● **WRITTEN REQUEST**: Transcribe the material exactly. Images do not belong in the copy.

##########

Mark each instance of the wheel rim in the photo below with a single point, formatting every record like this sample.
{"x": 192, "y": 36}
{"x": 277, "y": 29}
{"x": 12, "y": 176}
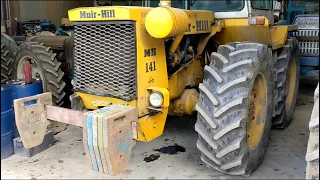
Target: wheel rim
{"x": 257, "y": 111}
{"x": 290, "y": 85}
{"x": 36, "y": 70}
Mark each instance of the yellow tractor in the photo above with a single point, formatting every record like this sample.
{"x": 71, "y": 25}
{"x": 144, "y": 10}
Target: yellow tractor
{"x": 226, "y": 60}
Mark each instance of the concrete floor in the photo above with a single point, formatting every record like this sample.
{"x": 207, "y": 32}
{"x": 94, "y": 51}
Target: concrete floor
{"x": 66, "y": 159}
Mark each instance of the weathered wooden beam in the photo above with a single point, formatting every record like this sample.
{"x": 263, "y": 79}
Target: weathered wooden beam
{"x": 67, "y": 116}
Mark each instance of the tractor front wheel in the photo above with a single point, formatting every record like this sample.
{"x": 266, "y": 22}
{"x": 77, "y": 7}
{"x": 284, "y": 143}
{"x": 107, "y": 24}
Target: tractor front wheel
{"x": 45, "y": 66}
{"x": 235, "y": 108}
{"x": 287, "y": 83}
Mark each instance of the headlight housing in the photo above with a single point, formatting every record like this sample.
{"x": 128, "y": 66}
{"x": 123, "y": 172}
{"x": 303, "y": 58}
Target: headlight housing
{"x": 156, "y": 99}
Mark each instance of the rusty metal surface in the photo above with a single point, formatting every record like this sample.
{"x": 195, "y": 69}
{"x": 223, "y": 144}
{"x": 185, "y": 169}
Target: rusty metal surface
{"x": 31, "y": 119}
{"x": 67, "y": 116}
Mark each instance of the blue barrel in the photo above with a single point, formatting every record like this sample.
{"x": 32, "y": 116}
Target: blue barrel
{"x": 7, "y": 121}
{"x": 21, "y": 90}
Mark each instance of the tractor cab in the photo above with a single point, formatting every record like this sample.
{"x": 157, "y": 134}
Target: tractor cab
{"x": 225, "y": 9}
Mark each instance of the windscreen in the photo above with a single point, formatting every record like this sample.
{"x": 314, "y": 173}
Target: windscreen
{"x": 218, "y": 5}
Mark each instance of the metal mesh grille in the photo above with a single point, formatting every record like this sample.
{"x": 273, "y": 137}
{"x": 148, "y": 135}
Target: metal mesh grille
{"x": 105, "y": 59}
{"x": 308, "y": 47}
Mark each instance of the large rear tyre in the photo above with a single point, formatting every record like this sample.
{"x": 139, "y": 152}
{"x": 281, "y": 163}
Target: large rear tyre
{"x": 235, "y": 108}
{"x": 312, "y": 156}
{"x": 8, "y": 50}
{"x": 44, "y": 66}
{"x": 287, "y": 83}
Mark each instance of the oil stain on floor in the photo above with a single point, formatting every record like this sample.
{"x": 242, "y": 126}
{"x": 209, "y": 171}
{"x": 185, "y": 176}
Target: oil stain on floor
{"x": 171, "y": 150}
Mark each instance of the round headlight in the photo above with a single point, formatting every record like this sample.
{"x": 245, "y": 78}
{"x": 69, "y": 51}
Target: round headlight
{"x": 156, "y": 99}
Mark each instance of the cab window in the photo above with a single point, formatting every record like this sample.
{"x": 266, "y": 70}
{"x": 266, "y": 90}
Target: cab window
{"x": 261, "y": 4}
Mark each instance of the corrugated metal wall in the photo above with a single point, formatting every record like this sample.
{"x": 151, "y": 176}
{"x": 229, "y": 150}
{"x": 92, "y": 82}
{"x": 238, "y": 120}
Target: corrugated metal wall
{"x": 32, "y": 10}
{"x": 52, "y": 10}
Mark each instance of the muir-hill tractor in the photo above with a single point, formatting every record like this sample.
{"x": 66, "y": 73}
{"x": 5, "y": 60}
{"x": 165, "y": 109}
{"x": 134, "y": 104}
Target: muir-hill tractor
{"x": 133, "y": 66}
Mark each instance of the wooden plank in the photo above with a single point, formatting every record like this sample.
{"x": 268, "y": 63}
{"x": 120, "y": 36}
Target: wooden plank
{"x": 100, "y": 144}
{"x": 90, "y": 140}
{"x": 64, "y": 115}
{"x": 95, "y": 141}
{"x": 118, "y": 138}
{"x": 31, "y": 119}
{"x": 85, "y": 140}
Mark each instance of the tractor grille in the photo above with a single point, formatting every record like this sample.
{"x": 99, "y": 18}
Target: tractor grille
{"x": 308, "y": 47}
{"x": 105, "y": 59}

##########

● **WRITTEN RESPONSE**:
Mark each instance of the wheel rim in the photo below with a single point, formatting every record like this sample.
{"x": 192, "y": 36}
{"x": 277, "y": 29}
{"x": 12, "y": 176}
Target: wheel rim
{"x": 257, "y": 111}
{"x": 290, "y": 85}
{"x": 36, "y": 70}
Mark each instance of the yellow tractor in the photo above with a single point, formatting every record like this sample.
{"x": 71, "y": 25}
{"x": 144, "y": 10}
Target: yellow tractor
{"x": 226, "y": 60}
Mark each instance of the concrete floor in the photo above with a single point, formatting every record like this sample.
{"x": 207, "y": 32}
{"x": 94, "y": 51}
Target: concrete floor
{"x": 66, "y": 159}
Mark each instance of the weathered wooden beam in the photo above with a single point, formatting every record like this sample.
{"x": 263, "y": 79}
Target: weathered wooden beam
{"x": 67, "y": 116}
Mark each instance of the tractor front wheel in the photo above with a single point, formatting every record like this sample.
{"x": 266, "y": 22}
{"x": 77, "y": 7}
{"x": 284, "y": 143}
{"x": 107, "y": 24}
Target: tractor front wheel
{"x": 45, "y": 66}
{"x": 235, "y": 108}
{"x": 287, "y": 83}
Mark each instance of the headlight housing in the photo above with a single point, formatting every record like this sample.
{"x": 128, "y": 66}
{"x": 123, "y": 172}
{"x": 303, "y": 58}
Target: headlight housing
{"x": 156, "y": 99}
Mark each instance of the rusty metal surface in the photo above with a single point, formatting every record like this sample.
{"x": 195, "y": 69}
{"x": 223, "y": 144}
{"x": 185, "y": 169}
Target: rusty metal surface
{"x": 31, "y": 119}
{"x": 67, "y": 116}
Mark each instance of the blue barrel in the photo above with a single point, formatting every record like this sample.
{"x": 32, "y": 116}
Target: blue barrel
{"x": 7, "y": 121}
{"x": 21, "y": 90}
Mark each instance of the tractor cab in the photo above with a single point, formatting every record like this sample.
{"x": 157, "y": 134}
Target: tractor cab
{"x": 225, "y": 9}
Mark each instance of the windscreen in the photo above with a single point, formatting every record like this sample.
{"x": 314, "y": 173}
Target: windscreen
{"x": 218, "y": 5}
Mark each instance of the metal mesh grille in the photo above with a single point, formatting every record like this sample.
{"x": 273, "y": 137}
{"x": 148, "y": 135}
Target: metal mesh grille
{"x": 105, "y": 59}
{"x": 308, "y": 47}
Mark each instance of the large rear tyre in the photo above with a single point, formatting every record like this sample.
{"x": 139, "y": 152}
{"x": 281, "y": 163}
Target: large rear tyre
{"x": 235, "y": 108}
{"x": 312, "y": 156}
{"x": 8, "y": 50}
{"x": 44, "y": 66}
{"x": 287, "y": 83}
Mark each instance of the oil stain on floor in the photo above with a single point, formatting every record like this sample.
{"x": 242, "y": 126}
{"x": 209, "y": 171}
{"x": 185, "y": 176}
Target: oil stain on floor
{"x": 171, "y": 150}
Mark each instance of the round headlight in the photo above with a single point, formatting every record like this sample.
{"x": 245, "y": 78}
{"x": 69, "y": 51}
Target: round headlight
{"x": 156, "y": 99}
Mark each instance of the cab window in the photo above with a single point, formatting every record like this sample.
{"x": 266, "y": 70}
{"x": 266, "y": 90}
Target: cab window
{"x": 261, "y": 4}
Mark each instance of the corrugated metal wall in the photo above with a single point, formatting every record like this sample.
{"x": 151, "y": 176}
{"x": 229, "y": 150}
{"x": 92, "y": 82}
{"x": 238, "y": 120}
Target: corrugated metal wall
{"x": 32, "y": 10}
{"x": 52, "y": 10}
Mark each instance of the muir-hill tractor in the photo above with a single point, formatting every record like this sample.
{"x": 66, "y": 73}
{"x": 5, "y": 60}
{"x": 165, "y": 109}
{"x": 134, "y": 104}
Target: muir-hill tractor
{"x": 133, "y": 66}
Mark each instance of the wooden plank in the photo above with a single point, formatting every record like this sample.
{"x": 268, "y": 63}
{"x": 120, "y": 36}
Target: wooden plank
{"x": 100, "y": 144}
{"x": 90, "y": 140}
{"x": 64, "y": 115}
{"x": 95, "y": 141}
{"x": 118, "y": 138}
{"x": 31, "y": 119}
{"x": 85, "y": 140}
Mark each instance of the tractor grille in the photo above with a single point, formatting every record like this sample.
{"x": 99, "y": 18}
Target: tractor grille
{"x": 308, "y": 47}
{"x": 105, "y": 59}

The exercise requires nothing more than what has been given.